> _Input data_:
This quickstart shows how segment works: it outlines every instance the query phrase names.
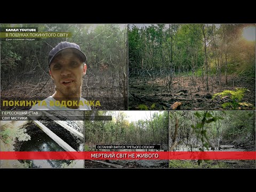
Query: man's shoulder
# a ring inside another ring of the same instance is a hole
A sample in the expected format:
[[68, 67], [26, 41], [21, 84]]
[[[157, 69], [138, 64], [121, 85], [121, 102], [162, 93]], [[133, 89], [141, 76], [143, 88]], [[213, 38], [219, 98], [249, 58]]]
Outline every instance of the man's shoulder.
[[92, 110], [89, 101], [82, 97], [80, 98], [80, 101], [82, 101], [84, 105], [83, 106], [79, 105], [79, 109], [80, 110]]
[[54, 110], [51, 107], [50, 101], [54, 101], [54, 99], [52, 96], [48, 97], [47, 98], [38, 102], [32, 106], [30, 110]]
==
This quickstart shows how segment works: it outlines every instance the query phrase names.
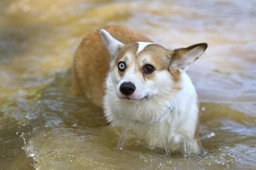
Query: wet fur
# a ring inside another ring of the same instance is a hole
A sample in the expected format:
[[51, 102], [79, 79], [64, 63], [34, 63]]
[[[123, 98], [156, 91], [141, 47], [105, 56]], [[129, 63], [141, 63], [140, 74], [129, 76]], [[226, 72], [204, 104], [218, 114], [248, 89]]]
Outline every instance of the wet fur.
--
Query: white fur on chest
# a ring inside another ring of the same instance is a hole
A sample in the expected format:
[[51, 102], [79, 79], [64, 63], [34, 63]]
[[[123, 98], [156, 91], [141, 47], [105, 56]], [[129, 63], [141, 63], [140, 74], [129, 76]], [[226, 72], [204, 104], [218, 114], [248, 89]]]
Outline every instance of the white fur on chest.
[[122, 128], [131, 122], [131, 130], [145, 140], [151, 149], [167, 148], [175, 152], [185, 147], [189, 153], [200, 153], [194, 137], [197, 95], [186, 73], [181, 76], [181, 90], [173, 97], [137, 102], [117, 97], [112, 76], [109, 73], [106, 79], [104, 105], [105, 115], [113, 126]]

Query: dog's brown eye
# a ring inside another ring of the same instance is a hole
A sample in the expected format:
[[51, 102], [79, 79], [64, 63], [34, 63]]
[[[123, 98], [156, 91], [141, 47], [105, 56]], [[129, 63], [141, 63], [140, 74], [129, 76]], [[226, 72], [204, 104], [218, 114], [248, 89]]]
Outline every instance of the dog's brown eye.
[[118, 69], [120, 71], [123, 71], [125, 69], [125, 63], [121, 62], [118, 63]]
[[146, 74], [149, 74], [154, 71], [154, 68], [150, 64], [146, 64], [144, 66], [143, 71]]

> _What is being asked_:
Find all the lines above that contain the word "every", and copy them.

> _Answer to the task_:
This quickstart shows how segment works: it outlines every instance the query phrase names.
Outline every instance of the man's shoulder.
This quickstart shows how segment works: it outlines every instance the query phrase names.
Outline every instance of the wet fur.
Outline every instance of the white fur on chest.
Outline every instance of the dog's brown eye.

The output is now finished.